● Problem
Extract the full listing below without altering a single character.

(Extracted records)
==========

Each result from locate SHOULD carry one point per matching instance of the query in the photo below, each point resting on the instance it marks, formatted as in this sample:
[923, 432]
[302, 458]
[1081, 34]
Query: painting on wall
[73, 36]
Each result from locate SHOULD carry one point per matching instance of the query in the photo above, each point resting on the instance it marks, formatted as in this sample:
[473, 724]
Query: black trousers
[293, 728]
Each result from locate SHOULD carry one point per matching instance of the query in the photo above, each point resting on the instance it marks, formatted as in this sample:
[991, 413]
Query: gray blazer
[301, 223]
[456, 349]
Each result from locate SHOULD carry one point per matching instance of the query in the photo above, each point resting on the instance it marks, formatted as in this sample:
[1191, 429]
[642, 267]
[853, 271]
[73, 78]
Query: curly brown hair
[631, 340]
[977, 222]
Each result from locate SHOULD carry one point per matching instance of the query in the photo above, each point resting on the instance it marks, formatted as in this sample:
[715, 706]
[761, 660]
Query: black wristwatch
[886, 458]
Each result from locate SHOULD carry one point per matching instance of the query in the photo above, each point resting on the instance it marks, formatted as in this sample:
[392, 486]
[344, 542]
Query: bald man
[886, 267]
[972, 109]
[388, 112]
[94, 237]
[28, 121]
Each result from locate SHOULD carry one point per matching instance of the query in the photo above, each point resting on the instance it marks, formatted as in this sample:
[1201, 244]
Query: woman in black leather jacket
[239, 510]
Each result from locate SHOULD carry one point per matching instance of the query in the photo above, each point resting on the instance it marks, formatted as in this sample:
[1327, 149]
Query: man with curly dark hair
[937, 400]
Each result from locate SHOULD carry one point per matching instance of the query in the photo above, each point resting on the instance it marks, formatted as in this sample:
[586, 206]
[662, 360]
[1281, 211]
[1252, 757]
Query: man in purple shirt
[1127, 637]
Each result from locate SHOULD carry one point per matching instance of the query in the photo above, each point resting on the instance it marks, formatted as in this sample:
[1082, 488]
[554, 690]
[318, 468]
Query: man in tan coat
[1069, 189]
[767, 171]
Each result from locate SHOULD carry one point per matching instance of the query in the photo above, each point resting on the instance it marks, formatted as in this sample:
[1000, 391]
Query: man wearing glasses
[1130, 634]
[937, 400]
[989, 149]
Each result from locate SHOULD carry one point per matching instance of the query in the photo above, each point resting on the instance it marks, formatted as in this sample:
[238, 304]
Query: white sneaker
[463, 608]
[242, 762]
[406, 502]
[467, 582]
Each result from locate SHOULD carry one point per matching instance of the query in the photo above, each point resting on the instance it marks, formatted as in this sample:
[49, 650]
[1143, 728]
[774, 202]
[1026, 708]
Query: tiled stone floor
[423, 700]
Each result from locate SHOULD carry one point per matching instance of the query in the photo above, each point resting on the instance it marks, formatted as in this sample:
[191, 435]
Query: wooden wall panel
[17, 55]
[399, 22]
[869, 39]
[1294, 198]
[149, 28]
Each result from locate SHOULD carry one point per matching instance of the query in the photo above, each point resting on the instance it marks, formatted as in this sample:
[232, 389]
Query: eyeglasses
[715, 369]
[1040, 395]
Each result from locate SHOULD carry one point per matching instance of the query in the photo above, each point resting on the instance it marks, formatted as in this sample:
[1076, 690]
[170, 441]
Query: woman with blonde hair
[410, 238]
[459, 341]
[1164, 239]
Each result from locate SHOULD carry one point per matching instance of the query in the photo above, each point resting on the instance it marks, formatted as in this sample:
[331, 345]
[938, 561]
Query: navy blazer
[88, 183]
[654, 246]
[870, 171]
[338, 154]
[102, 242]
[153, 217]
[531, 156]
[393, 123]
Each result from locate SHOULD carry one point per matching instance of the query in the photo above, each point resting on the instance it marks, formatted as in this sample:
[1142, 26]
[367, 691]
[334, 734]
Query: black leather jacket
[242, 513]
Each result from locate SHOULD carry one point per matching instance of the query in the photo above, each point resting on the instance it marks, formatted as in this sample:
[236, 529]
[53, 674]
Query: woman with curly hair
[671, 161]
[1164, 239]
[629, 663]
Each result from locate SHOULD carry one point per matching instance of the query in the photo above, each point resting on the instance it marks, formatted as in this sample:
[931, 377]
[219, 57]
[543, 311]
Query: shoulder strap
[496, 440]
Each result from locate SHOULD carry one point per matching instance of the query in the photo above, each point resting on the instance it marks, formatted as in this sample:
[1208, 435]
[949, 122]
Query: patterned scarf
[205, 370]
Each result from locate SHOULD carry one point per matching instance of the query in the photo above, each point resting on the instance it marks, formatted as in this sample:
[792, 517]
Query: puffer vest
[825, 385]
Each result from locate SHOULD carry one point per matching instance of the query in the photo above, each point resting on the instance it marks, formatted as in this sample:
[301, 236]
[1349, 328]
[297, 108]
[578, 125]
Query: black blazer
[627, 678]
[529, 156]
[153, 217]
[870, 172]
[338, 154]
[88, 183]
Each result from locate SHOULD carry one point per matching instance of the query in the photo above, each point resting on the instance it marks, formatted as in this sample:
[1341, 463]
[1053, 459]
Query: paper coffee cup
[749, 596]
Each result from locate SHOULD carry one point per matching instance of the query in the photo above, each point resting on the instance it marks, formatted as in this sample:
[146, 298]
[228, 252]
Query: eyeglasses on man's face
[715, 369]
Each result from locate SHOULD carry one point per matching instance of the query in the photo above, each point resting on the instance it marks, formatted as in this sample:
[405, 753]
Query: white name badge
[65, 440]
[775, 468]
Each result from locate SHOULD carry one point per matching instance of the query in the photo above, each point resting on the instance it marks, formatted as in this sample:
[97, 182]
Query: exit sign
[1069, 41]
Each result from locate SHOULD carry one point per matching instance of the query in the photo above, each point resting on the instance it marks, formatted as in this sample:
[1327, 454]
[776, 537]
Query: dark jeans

==========

● Exercise response
Each result from locate SHOULD carry one point per matching instance of the query in the photo below, each point resting on the instance it marks, formatted as in this sample:
[923, 432]
[302, 458]
[1081, 34]
Query: painting on wall
[73, 36]
Each result from locate SHOULD carry one point per matching instance of the query in the photo above, each point resting on the instance it marks, formatted as in this sample:
[473, 724]
Query: black trousers
[293, 728]
Each result from locate SHOULD carry one point per matching instance of the query in the photo above, each point resting on the instance it marks, formatted as in this sample:
[991, 413]
Query: gray blazer
[301, 223]
[456, 349]
Each result from locate SHOULD carry one point per matching instance of the query in the photo above, each point resting on the instance it marks, formatted as in this sample:
[1191, 429]
[642, 267]
[853, 271]
[73, 78]
Query: curly brown hair
[631, 340]
[977, 222]
Each result from locate SHOULD carry one point per matching instance of the query in the photo above, each point resting on the instance it marks, formatted as in this sample:
[715, 706]
[761, 660]
Query: black wristwatch
[886, 458]
Each result from locate SHOULD carry one point per matching instance of the query in the photo above, each point resting on the instance it marks, formatted as in this sample:
[392, 486]
[344, 542]
Query: bald man
[886, 267]
[972, 109]
[388, 112]
[94, 237]
[28, 121]
Each result from locate SHOULD carry one point per matching instance of the query in the photo above, each point resting on the instance it marks, formatted as in this sample:
[1201, 244]
Query: woman in black leather jacket
[239, 510]
Each result from locate SHOULD carry one point per matching instance of the query in the photo above, each point resting on the instance it marks, formatted as in this sample:
[1327, 149]
Query: man with curly dark hair
[937, 400]
Each result from locate SHOULD carry one point per matching instance of the query in the photo above, each point resting on the instance it marks, formatted as in this sample:
[586, 206]
[662, 360]
[1281, 211]
[1252, 757]
Query: man in purple shirt
[1127, 637]
Each result from locate SHOULD carry one point per matching instance of the query in the photo above, each point resting on the instance it marks, formatted as in this sample:
[1082, 488]
[554, 690]
[318, 468]
Query: man in tan coat
[1069, 189]
[767, 171]
Each result from locate SHOULD carry one point per matching instance of the query in the photo above, each point resting on the instance it marks, formatted as in this sample:
[1000, 391]
Query: man wearing glasses
[1130, 634]
[937, 400]
[989, 149]
Each result from locate SHOULD carry one point per matching instance of the query in the photo above, each point resting on the instance it marks, formatted as in this sample:
[238, 304]
Query: white sneaker
[463, 608]
[242, 762]
[406, 502]
[467, 582]
Each result from locate SHOULD carry one point per matching instance of the query in the photo above, each point resting on the instance it marks, formatted as in this sample:
[49, 650]
[1143, 728]
[774, 202]
[1026, 708]
Query: tiled stone floor
[423, 700]
Each result from locate SHOULD carry one point per matching instance of the query in the photo above, each point resting on the instance it marks, formatted as in this sample:
[191, 435]
Query: wooden wall panel
[17, 55]
[399, 22]
[869, 39]
[1294, 198]
[149, 28]
Each result from locate SHOULD carry one point per matching instance of the query in the photo above, each point resting on the instance it marks, formatted as in this sample:
[232, 389]
Query: eyeglasses
[715, 369]
[1040, 395]
Each result from locate SHOULD carry one point per matching instance of the query in the photo above, each point resting on the instance it marks, formatted as in this sample:
[1076, 690]
[170, 441]
Query: woman with blonde hair
[410, 238]
[459, 341]
[1164, 239]
Each result from locate SHOULD carry one point per matching instance of the query in the photo above, each point resting on the instance it marks, formatted as in this sample:
[331, 345]
[938, 561]
Query: navy blazer
[88, 183]
[654, 246]
[870, 171]
[338, 154]
[102, 242]
[153, 217]
[531, 156]
[393, 123]
Each result from locate SHOULD carry one point per matching instance of the query in the photo above, each point resting on the instance it marks, formatted as in this sample:
[1142, 26]
[367, 691]
[334, 734]
Query: black leather jacket
[242, 513]
Each result from locate SHOULD carry one point per matching instance of the query in the photo above, each point resting on the instance it marks, formatted as in this sample:
[236, 529]
[53, 674]
Query: woman with curly hair
[671, 161]
[1164, 239]
[629, 663]
Each result from locate SHOULD carry one point per matching instance of the query in the photo above, each point resting on the instance it marks, formatted as in this sample:
[931, 377]
[219, 57]
[543, 311]
Query: shoulder strap
[496, 440]
Each result from locate SHOULD carry one point per matching instance of the query in the photo above, each point resting on the instance it marks, formatted as in this sample:
[1208, 435]
[949, 122]
Query: patterned scarf
[205, 370]
Each result from locate SHOULD carry one point per matching instance of the query in the photo above, each point resting on the instance it marks, formatted as in this sample:
[792, 517]
Query: puffer vest
[825, 385]
Each result from locate SHOULD carry one point per matching instance of the query in the photo above, each point resting on the instance it marks, formatted as in this sample:
[301, 236]
[1349, 328]
[297, 108]
[578, 125]
Query: black blazer
[627, 678]
[529, 156]
[153, 217]
[870, 172]
[338, 154]
[88, 183]
Each result from locate SHOULD carry one point per matching instance of the query in the photo above, each point resting on the instance it marks, formatted as in this sample:
[1341, 463]
[1053, 459]
Query: paper coffee cup
[749, 596]
Each result from locate SHOULD carry one point per matching instance of the query in the photo above, each point resting on the instance it marks, formatted as in this sample:
[146, 298]
[228, 252]
Query: eyeglasses on man's face
[715, 369]
Each result from locate SHOULD carry one point per matching instance of the query in the photo above, each point resting on the instance it marks, formatted as in this sample:
[405, 753]
Query: white name badge
[65, 440]
[775, 468]
Each result from locate SHOULD carry one point per matching instance of the query in the photo above, each point resting on the instance it marks, formatted as in this sample:
[97, 182]
Query: exit sign
[1069, 41]
Each result from locate SHOULD carry one point per matching instance of the query in the photo above, each point resting on the instance it marks, formatted as in this sample:
[1327, 454]
[776, 537]
Query: dark jeans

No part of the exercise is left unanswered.